## Given request
Exact copies are required of the lines from the line containing "fountain pedestal, giving" through the final line of the listing, both included, and of no other lines.

Location identification entries:
Begin
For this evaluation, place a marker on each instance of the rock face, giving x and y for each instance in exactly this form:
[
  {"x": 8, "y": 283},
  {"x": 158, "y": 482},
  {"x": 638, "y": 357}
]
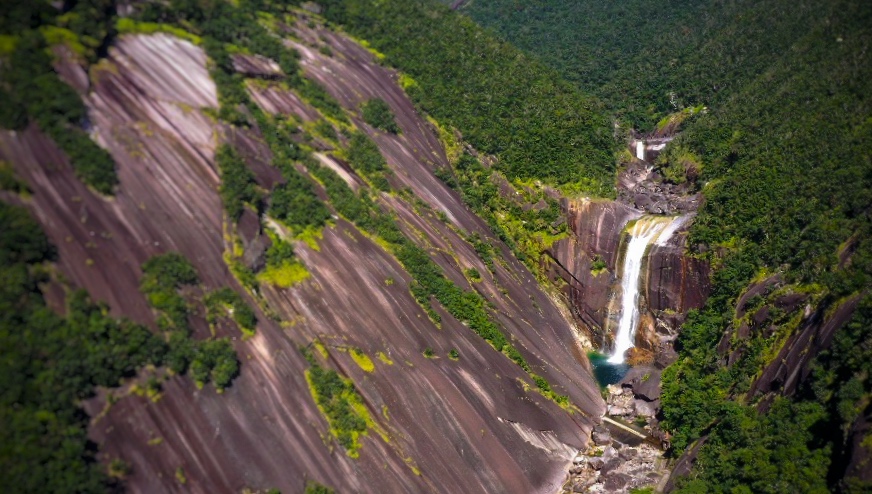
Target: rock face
[
  {"x": 471, "y": 425},
  {"x": 673, "y": 282}
]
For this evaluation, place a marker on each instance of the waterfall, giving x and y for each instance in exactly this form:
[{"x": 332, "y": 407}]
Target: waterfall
[{"x": 648, "y": 230}]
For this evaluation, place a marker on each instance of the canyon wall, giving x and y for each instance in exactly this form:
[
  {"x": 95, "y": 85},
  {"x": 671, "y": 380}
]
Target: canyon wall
[{"x": 672, "y": 282}]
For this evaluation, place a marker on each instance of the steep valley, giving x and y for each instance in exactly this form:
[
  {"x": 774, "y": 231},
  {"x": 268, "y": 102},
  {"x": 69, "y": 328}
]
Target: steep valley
[{"x": 359, "y": 246}]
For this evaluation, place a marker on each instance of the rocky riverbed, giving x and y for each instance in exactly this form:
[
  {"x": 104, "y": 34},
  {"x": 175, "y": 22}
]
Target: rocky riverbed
[{"x": 619, "y": 461}]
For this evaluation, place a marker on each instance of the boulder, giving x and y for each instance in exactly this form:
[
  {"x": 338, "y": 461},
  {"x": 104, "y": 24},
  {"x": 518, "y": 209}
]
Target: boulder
[
  {"x": 611, "y": 465},
  {"x": 648, "y": 389},
  {"x": 596, "y": 462},
  {"x": 628, "y": 453},
  {"x": 644, "y": 408},
  {"x": 601, "y": 436}
]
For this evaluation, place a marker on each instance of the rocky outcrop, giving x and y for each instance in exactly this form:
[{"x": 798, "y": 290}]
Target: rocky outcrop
[
  {"x": 641, "y": 186},
  {"x": 792, "y": 365},
  {"x": 436, "y": 424},
  {"x": 588, "y": 261},
  {"x": 596, "y": 228}
]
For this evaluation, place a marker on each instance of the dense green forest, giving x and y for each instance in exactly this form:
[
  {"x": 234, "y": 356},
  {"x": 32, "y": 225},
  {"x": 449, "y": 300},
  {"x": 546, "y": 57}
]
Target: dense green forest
[
  {"x": 49, "y": 363},
  {"x": 647, "y": 59},
  {"x": 505, "y": 104}
]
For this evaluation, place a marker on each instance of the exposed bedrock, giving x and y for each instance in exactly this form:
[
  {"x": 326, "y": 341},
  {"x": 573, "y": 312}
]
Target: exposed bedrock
[
  {"x": 672, "y": 282},
  {"x": 471, "y": 425}
]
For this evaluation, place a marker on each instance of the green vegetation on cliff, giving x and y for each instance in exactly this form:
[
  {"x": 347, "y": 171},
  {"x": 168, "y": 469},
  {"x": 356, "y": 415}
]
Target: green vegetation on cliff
[
  {"x": 783, "y": 153},
  {"x": 49, "y": 363},
  {"x": 32, "y": 92},
  {"x": 163, "y": 278},
  {"x": 504, "y": 103}
]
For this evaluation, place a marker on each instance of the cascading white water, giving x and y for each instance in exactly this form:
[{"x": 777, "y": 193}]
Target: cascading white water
[{"x": 646, "y": 231}]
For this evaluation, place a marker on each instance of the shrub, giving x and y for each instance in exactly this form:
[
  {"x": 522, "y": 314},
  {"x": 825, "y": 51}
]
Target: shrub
[{"x": 378, "y": 114}]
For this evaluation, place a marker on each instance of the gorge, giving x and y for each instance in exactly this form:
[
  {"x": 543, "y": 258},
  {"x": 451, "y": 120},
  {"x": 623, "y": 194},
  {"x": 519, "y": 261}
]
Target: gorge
[{"x": 367, "y": 246}]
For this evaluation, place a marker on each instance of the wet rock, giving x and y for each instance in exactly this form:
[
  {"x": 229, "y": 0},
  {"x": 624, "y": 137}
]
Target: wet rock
[
  {"x": 611, "y": 465},
  {"x": 644, "y": 408},
  {"x": 649, "y": 388},
  {"x": 615, "y": 482},
  {"x": 601, "y": 436},
  {"x": 597, "y": 462},
  {"x": 619, "y": 411}
]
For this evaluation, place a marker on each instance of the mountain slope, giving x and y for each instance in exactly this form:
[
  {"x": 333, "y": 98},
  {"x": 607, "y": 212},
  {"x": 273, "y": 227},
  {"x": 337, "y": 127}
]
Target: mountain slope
[
  {"x": 442, "y": 408},
  {"x": 783, "y": 165}
]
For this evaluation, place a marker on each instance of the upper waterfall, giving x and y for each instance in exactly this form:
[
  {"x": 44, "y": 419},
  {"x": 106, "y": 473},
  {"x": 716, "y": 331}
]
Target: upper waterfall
[{"x": 647, "y": 230}]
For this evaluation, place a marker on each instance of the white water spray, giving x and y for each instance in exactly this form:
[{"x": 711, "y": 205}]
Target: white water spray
[{"x": 648, "y": 230}]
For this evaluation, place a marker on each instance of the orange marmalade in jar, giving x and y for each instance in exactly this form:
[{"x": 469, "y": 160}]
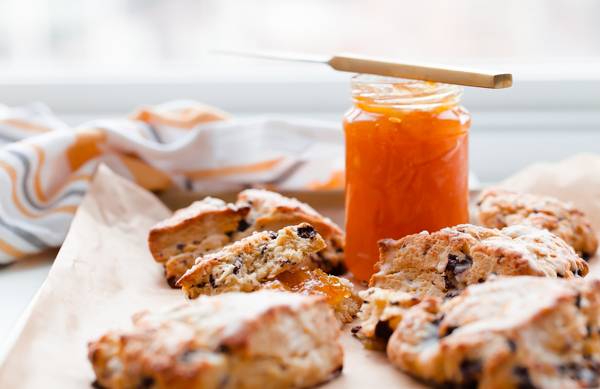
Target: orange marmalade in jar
[{"x": 407, "y": 163}]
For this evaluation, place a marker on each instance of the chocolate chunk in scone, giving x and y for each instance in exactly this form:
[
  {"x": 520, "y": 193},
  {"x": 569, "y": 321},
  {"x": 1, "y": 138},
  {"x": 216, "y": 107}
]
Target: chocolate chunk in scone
[
  {"x": 271, "y": 260},
  {"x": 499, "y": 208},
  {"x": 443, "y": 263},
  {"x": 510, "y": 332},
  {"x": 237, "y": 340}
]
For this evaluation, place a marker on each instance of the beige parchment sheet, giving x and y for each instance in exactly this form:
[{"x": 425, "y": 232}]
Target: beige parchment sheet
[{"x": 104, "y": 274}]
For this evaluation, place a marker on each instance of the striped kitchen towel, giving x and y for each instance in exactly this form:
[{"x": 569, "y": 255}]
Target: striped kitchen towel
[{"x": 46, "y": 166}]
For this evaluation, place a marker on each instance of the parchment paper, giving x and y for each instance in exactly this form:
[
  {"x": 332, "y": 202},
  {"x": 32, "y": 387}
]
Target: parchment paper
[{"x": 104, "y": 274}]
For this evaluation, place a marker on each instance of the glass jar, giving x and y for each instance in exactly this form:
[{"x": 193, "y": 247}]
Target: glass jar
[{"x": 407, "y": 163}]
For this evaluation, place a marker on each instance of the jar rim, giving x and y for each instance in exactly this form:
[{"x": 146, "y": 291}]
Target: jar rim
[{"x": 404, "y": 94}]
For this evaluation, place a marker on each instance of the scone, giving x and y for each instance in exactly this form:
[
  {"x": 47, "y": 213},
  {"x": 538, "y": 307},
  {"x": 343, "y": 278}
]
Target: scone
[
  {"x": 204, "y": 227},
  {"x": 498, "y": 208},
  {"x": 512, "y": 332},
  {"x": 237, "y": 340},
  {"x": 443, "y": 263},
  {"x": 260, "y": 260},
  {"x": 207, "y": 226},
  {"x": 270, "y": 211},
  {"x": 381, "y": 312}
]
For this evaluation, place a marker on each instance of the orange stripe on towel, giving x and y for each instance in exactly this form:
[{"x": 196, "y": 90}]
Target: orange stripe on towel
[
  {"x": 37, "y": 183},
  {"x": 11, "y": 250},
  {"x": 257, "y": 167},
  {"x": 26, "y": 126},
  {"x": 13, "y": 177}
]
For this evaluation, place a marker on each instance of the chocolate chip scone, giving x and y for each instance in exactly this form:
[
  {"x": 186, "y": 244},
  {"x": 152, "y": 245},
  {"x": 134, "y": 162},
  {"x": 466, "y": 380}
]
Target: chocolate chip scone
[
  {"x": 381, "y": 312},
  {"x": 443, "y": 263},
  {"x": 204, "y": 227},
  {"x": 512, "y": 332},
  {"x": 260, "y": 340},
  {"x": 207, "y": 226},
  {"x": 264, "y": 257},
  {"x": 498, "y": 208},
  {"x": 270, "y": 211}
]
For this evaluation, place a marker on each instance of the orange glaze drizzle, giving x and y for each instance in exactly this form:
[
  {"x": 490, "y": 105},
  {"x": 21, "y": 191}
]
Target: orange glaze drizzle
[{"x": 309, "y": 282}]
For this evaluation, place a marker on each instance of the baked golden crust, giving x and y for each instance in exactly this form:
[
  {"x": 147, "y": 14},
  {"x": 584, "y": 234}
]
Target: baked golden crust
[
  {"x": 381, "y": 313},
  {"x": 443, "y": 263},
  {"x": 271, "y": 211},
  {"x": 237, "y": 340},
  {"x": 204, "y": 227},
  {"x": 248, "y": 265},
  {"x": 242, "y": 266},
  {"x": 512, "y": 332},
  {"x": 499, "y": 208}
]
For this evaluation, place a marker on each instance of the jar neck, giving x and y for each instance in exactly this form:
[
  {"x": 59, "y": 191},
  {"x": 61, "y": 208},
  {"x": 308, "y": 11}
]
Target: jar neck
[{"x": 393, "y": 93}]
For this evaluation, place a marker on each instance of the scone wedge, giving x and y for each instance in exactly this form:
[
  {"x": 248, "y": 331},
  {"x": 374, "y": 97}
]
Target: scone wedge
[
  {"x": 236, "y": 340},
  {"x": 209, "y": 225},
  {"x": 499, "y": 208},
  {"x": 271, "y": 260},
  {"x": 270, "y": 211},
  {"x": 508, "y": 333},
  {"x": 381, "y": 312},
  {"x": 204, "y": 227},
  {"x": 443, "y": 263}
]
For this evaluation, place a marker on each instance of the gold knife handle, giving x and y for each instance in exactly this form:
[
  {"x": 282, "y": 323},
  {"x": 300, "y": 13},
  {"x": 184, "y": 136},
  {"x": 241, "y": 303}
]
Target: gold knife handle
[{"x": 426, "y": 72}]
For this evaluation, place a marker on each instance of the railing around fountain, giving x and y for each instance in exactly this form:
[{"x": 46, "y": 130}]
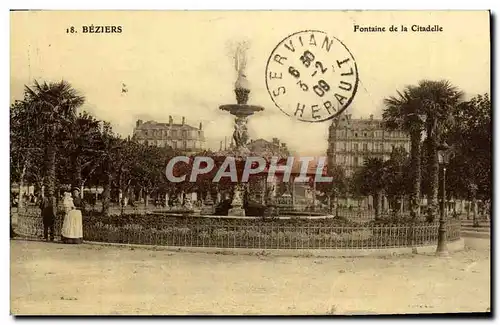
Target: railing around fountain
[{"x": 256, "y": 233}]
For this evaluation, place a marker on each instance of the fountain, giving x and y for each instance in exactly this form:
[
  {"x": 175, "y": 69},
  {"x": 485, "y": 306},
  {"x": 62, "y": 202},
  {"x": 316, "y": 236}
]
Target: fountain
[{"x": 241, "y": 110}]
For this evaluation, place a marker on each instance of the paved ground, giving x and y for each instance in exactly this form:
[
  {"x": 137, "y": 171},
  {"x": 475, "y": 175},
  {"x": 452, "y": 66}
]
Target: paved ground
[{"x": 64, "y": 279}]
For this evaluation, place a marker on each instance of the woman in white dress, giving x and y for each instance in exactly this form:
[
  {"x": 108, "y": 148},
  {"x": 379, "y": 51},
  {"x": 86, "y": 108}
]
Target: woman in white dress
[{"x": 72, "y": 232}]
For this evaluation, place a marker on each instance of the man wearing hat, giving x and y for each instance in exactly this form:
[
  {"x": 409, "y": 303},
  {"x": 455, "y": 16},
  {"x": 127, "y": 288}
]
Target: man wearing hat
[
  {"x": 72, "y": 229},
  {"x": 48, "y": 208},
  {"x": 77, "y": 201}
]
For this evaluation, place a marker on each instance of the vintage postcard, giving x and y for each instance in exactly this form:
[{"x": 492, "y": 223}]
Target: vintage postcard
[{"x": 250, "y": 162}]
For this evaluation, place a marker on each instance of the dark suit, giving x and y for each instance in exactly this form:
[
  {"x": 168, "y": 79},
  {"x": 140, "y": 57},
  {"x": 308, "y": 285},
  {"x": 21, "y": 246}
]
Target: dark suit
[{"x": 47, "y": 205}]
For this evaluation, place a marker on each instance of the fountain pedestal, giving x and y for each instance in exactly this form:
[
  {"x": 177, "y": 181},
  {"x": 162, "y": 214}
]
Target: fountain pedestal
[
  {"x": 208, "y": 205},
  {"x": 237, "y": 203}
]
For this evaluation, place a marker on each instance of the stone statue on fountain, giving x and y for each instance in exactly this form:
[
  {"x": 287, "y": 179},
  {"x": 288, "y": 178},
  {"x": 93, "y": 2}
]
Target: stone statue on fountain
[
  {"x": 240, "y": 134},
  {"x": 241, "y": 111}
]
End
## The answer
For this evaluation, place a marker on each instance of the fountain pedestal, giving x and y for each instance in exactly this form:
[
  {"x": 177, "y": 181},
  {"x": 162, "y": 214}
]
Target: fountain pedestal
[
  {"x": 208, "y": 205},
  {"x": 237, "y": 203}
]
For this evaluation, place a marker on each instance of the stone statue on fountain, giving x and y for each instance in exactly this form:
[
  {"x": 287, "y": 179},
  {"x": 288, "y": 178},
  {"x": 93, "y": 2}
]
Target: stone statue on fountain
[
  {"x": 240, "y": 134},
  {"x": 241, "y": 111}
]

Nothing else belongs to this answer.